• _Task instructions_:
Each line of data below is to be returned exactly, leaving out any picture.

= = = = = = =

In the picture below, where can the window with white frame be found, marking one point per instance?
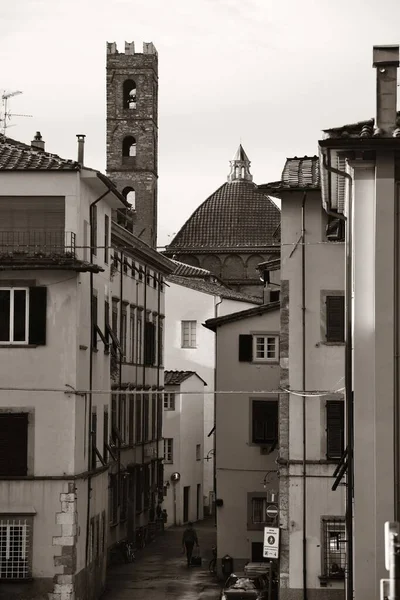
(334, 547)
(188, 334)
(265, 347)
(169, 400)
(15, 547)
(169, 450)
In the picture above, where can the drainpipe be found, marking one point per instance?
(348, 371)
(303, 383)
(91, 287)
(216, 304)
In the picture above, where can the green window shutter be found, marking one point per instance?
(334, 428)
(245, 348)
(335, 318)
(37, 315)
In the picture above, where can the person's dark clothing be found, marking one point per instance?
(189, 539)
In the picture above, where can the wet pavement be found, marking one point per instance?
(160, 572)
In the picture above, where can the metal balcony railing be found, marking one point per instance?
(39, 243)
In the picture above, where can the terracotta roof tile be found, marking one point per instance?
(213, 288)
(16, 156)
(237, 215)
(178, 377)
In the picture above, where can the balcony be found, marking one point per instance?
(41, 249)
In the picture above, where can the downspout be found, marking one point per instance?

= = = = = = =

• _Exercise answer_:
In the picture below, where can the window with white frame be found, marking one point per instance?
(334, 547)
(188, 334)
(265, 347)
(169, 400)
(15, 547)
(169, 450)
In the picture above, where can the drainpipe be found, marking one point per instance?
(348, 371)
(303, 383)
(91, 287)
(216, 304)
In the picture above, where can the green window shutter be found, marking one point per instance?
(334, 428)
(245, 348)
(335, 318)
(37, 315)
In the picture above, where can the person's dark clothing be found, marking one point per instance?
(189, 539)
In the picture above, where can the wet pavement be found, marking one point per instance?
(160, 572)
In the picture above, where can the metal balcony railing be found, marking one point per instance?
(39, 243)
In the picture above, where can the terracotta roof tile be found, marking one point per instance?
(213, 288)
(16, 156)
(237, 215)
(178, 377)
In the picture above, where can the balcony be found, marking one point per instance?
(41, 249)
In the picture above, where can the downspout be found, marking one point per instance?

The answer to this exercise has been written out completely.